Excerpts from point annotation data:
— Begin —

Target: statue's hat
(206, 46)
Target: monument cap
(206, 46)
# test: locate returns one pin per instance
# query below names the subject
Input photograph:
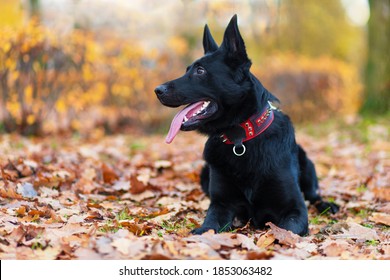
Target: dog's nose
(161, 89)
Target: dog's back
(254, 168)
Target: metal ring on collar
(239, 154)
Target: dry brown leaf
(351, 230)
(109, 175)
(334, 248)
(284, 236)
(265, 240)
(380, 218)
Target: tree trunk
(377, 76)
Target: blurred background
(87, 66)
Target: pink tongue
(178, 120)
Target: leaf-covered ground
(128, 197)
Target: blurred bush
(79, 82)
(311, 89)
(86, 80)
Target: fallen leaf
(27, 190)
(265, 240)
(284, 236)
(380, 218)
(109, 175)
(351, 230)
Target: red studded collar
(256, 124)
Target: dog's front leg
(222, 210)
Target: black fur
(266, 183)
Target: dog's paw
(327, 207)
(202, 230)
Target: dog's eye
(200, 70)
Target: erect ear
(209, 44)
(233, 42)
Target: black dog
(254, 168)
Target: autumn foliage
(77, 81)
(84, 80)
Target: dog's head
(214, 87)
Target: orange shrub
(51, 84)
(311, 88)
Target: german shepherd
(254, 169)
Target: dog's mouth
(190, 117)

— End —

- Exercise directions:
Reproduce each entry precisely, dropping only the pictures.

- Exercise result:
Target: statue's hat
(206, 46)
Target: monument cap
(206, 46)
# test: locate returns one pin per instance
# query below names the subject
Input photograph:
Target: dog's nose
(161, 89)
Target: dog's back
(254, 168)
Target: metal ring on collar
(239, 154)
Target: dry brown leaf
(351, 230)
(109, 175)
(334, 248)
(284, 236)
(265, 240)
(380, 218)
Target: tree trunk
(377, 76)
Target: blurred background
(87, 66)
Target: pink tongue
(178, 120)
Target: leaf-covered ground
(128, 197)
Target: blurred bush
(79, 82)
(311, 89)
(86, 80)
Target: fallen leaf
(27, 190)
(265, 240)
(284, 236)
(380, 218)
(109, 175)
(351, 230)
Target: red studded collar
(256, 124)
Target: dog's front leg
(222, 210)
Target: black fur
(266, 183)
Target: dog's paw
(327, 207)
(202, 230)
Target: dog's eye
(200, 70)
Target: erect ear
(209, 44)
(233, 42)
Target: black dog
(254, 168)
Target: autumn foliage
(77, 81)
(84, 80)
Target: dog's head
(214, 87)
Target: orange shrub
(51, 84)
(311, 88)
Target: german shepherd
(254, 169)
Target: dog's mouth
(190, 117)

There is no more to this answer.